:: Excerpt ::
Patients are being warned to expect widespread disruption to services on Wednesday and Thursday, as nurses stage more strikes in England.
About one out of every four hospitals and community services will be affected by the walkouts, by Royal College of Nursing members, over the two days.
It comes after two days of strikes before Christmas in the pay dispute.
As required under trade union laws, emergency care will be covered during the walkouts from 08:00 to 20:00.
It will mean services such as chemotherapy, kidney dialysis and intensive care will be provided.
The biggest disruption is likely to be in pre-booked treatment such as hernia repair, hip replacements or outpatient clinics, along with community nursing. During last month's strike action, thousands of treatments and appointments had to be rescheduled.
But GP practices will run as normal, as nurses working in those services are not involved in the strike action.
Saffron Cordery of NHS Providers, which represents NHS services, said the scale of the walkout and the fact it was over two consecutive days meant it would probably have "greater impact".
"We're expecting widespread disruption," she said. "It will be felt on the day as well in the days that follow."
Matthew Taylor, chief executive of the NHS Confederation, warned that without a pay deal patients would face the effects of a "prolonged war of attrition between the government and the unions".
"We've been saying for weeks that the strike action couldn't have come at a more difficult time for the NHS," he told the PA news agency. "But we hoped a compromise would be reached by now to bring an end to the impasse."
What patients need to know
* People seriously ill or injured, and whose life is at risk, should call 999 as usual, or call 111 for non-urgent care
* Other services, such as some cancer treatments or urgent testing, may be partially staffed
* More routine care is likely to be badly affected, including planned operations such as knee and hip replacements, community nursing services and health visiting
* Anyone with an appointment not already rearranged should attend at their allotted time
* GPs, community pharmacies and dentists will be unaffected
RCN general secretary Pat Cullen said nurses regretted the impact.
But she added: "People aren't dying because nurses are striking. Nurses are striking because people are dying. That is how severe things are in the NHS and it is time the prime minister led a fight for its future.
:::
:: Extracted entries ::
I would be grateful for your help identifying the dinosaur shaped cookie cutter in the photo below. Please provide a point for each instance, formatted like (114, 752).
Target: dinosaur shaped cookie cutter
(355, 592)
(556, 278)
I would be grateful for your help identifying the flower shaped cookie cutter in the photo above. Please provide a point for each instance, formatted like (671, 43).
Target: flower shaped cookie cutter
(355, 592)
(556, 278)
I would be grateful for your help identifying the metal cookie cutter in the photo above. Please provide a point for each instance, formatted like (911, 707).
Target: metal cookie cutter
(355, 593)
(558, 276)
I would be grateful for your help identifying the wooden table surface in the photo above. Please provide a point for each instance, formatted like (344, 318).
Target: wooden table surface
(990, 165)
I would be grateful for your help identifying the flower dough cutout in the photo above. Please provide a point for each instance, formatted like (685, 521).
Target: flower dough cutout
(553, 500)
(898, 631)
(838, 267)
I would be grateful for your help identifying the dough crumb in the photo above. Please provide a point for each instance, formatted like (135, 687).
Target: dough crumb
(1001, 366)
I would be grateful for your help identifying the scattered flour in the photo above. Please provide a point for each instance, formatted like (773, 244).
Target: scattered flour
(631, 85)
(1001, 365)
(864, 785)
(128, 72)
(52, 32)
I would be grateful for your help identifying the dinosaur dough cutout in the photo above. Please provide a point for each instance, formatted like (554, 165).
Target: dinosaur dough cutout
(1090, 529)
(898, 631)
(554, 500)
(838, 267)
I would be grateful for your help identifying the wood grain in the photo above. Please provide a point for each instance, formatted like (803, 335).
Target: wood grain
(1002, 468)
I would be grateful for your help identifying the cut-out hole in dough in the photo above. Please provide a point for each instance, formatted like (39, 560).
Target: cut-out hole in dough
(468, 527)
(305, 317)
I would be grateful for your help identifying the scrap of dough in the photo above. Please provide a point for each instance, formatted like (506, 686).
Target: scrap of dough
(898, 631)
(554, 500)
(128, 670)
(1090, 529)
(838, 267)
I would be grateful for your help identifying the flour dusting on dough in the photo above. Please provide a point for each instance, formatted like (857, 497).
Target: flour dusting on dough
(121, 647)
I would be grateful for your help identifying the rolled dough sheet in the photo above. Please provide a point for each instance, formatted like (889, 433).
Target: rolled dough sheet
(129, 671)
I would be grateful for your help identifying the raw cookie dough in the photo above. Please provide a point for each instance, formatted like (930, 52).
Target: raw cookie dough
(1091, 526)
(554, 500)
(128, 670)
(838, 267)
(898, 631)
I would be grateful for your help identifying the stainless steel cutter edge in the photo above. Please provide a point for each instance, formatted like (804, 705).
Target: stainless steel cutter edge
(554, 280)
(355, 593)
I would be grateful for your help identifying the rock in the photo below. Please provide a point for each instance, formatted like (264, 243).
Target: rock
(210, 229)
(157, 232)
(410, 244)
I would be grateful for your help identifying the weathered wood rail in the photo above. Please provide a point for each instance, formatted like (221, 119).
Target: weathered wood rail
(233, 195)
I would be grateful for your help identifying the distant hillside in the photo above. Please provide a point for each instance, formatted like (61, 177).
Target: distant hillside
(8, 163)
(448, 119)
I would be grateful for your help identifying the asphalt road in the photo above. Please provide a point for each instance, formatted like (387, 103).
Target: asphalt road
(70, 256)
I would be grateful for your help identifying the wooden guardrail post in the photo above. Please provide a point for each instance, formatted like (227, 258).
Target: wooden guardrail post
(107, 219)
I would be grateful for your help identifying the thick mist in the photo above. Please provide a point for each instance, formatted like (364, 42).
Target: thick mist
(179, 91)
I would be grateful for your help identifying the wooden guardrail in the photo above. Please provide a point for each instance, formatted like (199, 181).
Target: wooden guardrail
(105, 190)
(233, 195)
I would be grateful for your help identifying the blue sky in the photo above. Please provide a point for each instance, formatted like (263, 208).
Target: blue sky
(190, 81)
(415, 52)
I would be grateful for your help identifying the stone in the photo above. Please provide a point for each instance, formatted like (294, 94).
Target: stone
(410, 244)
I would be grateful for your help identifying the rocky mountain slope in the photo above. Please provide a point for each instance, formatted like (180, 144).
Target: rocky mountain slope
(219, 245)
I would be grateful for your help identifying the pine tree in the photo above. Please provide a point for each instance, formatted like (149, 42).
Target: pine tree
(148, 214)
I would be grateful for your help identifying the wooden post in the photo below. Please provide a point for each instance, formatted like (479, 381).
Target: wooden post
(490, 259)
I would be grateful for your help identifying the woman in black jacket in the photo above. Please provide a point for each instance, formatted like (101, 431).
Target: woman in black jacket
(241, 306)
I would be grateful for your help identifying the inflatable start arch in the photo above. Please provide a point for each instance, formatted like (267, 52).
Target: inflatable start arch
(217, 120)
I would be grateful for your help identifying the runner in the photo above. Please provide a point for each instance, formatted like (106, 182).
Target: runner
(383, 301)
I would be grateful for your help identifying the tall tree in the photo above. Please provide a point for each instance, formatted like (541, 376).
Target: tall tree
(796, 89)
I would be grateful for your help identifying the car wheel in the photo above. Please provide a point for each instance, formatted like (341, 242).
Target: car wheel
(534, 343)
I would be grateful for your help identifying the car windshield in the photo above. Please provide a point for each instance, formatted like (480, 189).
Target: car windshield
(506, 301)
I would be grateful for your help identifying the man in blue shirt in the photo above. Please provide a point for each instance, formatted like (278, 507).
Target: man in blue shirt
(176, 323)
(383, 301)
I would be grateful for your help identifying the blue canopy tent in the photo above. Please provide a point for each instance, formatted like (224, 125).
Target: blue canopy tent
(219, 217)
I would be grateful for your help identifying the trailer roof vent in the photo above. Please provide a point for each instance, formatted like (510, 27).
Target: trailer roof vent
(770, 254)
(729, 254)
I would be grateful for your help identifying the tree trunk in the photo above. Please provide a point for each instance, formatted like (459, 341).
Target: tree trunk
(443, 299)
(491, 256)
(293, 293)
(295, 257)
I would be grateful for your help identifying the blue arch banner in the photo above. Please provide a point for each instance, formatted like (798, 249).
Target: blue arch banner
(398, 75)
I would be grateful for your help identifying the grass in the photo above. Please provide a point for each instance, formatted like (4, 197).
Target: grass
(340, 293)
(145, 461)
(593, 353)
:::
▶ Instructions:
**a.** For each statement below, state whether it agrees with the article on the nurses' strike, answering yes or no and quoting the words of the article that decide it. (i) GP practices will be disrupted by the walkouts. (ii) Emergency care will be covered from 08:00 to 20:00 during the walkouts. (iii) Roughly a quarter of hospitals and community services will be affected over the two days.
**b.** Reproduce everything in the article on the nurses' strike from "It will mean" down to "the strike action.".

▶ Solutions per task:
**a.**
(i) No: "But GP practices will run as normal, as nurses working in those services are not involved in the strike action."
(ii) Yes: "emergency care will be covered during the walkouts from 08:00 to 20:00."
(iii) Yes: "About one out of every four hospitals and community services will be affected by the walkouts, by Royal College of Nursing members, over the two days."

**b.**
It will mean services such as chemotherapy, kidney dialysis and intensive care will be provided.
The biggest disruption is likely to be in pre-booked treatment such as hernia repair, hip replacements or outpatient clinics, along with community nursing. During last month's strike action, thousands of treatments and appointments had to be rescheduled.
But GP practices will run as normal, as nurses working in those services are not involved in the strike action.